• [Given text]
--*--
Messages Transmitted in SRB1:

1. RRC Connection setup Complete,
2. RRC Connection Reconfiguration,
3. RRC Connection reconfiguration Complete
4. RRC Connection Re establishment Complete.
5. Security Mode Command &
6. Security Mode Complete,
7. UE Capability Enquiry,
8. UE Capability Information,
9. Measurement reports. etc...

SRB2:

SRB2 is mapped to the DCCH in Uplink & Downlink, but after the integrity & Ciphering protected. All the NAS piggybacked messages for the UE, will be transfered in SRB2 if its present hereafter.

For the SRB2 & DRB's to establish, the AS has to be always Integrity Protected. SRB2 establishment will be taken place with the help of RRC connection reconfiguration coming from E-UTRAN to UE

SRB2:
Direction: UL/DL
RLC - Mode: AM (Acknowledged Mode)
Logical Channel: DCCH
Logical Channel Group: 0

Messages Transmitted in SRB2:

1. UL Information Transfer
2. DL Information Transfer

Note: SRB1 will always have the high priority in transferring the messages over SRB2. LCID is only for DRB's. SRB's will not have the Logical Channel Identity IE.

LTE - BEARERS

LTE - DATA BEARERS

We all know the Default & dedicated bearers established in LTE. Do we know how many such bearers can be established???

Any works only in NAS will say 2 to 11, based on the EPS bearer Identity. If we dig deep across the following specs of NAS, RRC, MAC & UE conformance, we can come to a conclusion that only 8 bearers are successfully established at a time for a UE.

Funda behind the Bearers:

NAS identifies the Bearers based on the EPS - bearer identity which has a range from 0 to 15

In that 0 to 4 are reserved, so 5 to 15 are used for EBI allocation for every bearer that is created.
This counts to 11 from EPC perspective.

From the RRC spec, 36.331 rel 12.3, MaxDRB's per UE = 11

From the RRC spec, 36.331 rel 12.3, LogicalChannelIdentity for DRB = 3 to 10 (Integer values)

Each Bearer will be mapped from NAS/RRC/MAC as EBI/DRB/LCID

Since the LCID in MAC is having the range from 3 to 10, only 8 DRB's can be established per UE @ a time in LTE. So the Limitation comes in the Logical Channel Identity mapping for the data bearers.

From 36.508, DRB configuration is as follows:

If EBI = X + 4; 
Then
DRB ID = X && LCID = X + 2;

Since we have already seen that the Logical Channel Identity range is from 3 to 10, LTE cannot have more than 8 bearers @ a time as of now till Rel 12.3

Hope this helps in better understanding.

LTE - Measurement Reports

LTE - Measurement Reports

We all heard of the word "Handoff". UE moving from the serving cell to a Neighbour cell. 2 Level of functionalities happens here for this process. NAS level control Messages & AS level control Messages.

We see the AS level messages which triggers the Handoff. the Basic Funda behind Handoff is when the Target cell becomes better than the Serving Cell, UE will move on to the better cell for better user experiences.

So How UE will come to know that the Target Cell is better than the Serving Cell? Here comes the Measurement Reports for that purpose. The Measurement reports are carried by the RRC Connection Reconfiguration message in the Connected state.
--*--
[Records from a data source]
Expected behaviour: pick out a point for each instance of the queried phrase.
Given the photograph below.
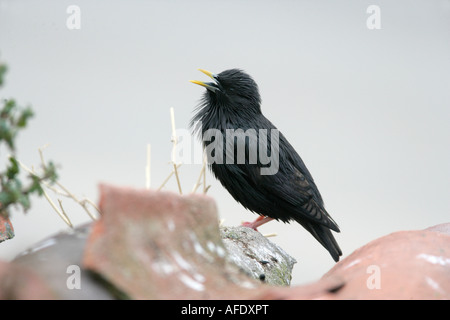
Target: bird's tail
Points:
(325, 237)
--*--
• [Brief] Copy the part of the LTE text starting at "Since we have" and ending at "the Connected state.".

• [Written response]
Since we have already seen that the Logical Channel Identity range is from 3 to 10, LTE cannot have more than 8 bearers @ a time as of now till Rel 12.3

Hope this helps in better understanding.

LTE - Measurement Reports

LTE - Measurement Reports

We all heard of the word "Handoff". UE moving from the serving cell to a Neighbour cell. 2 Level of functionalities happens here for this process. NAS level control Messages & AS level control Messages.

We see the AS level messages which triggers the Handoff. the Basic Funda behind Handoff is when the Target cell becomes better than the Serving Cell, UE will move on to the better cell for better user experiences.

So How UE will come to know that the Target Cell is better than the Serving Cell? Here comes the Measurement Reports for that purpose. The Measurement reports are carried by the RRC Connection Reconfiguration message in the Connected state.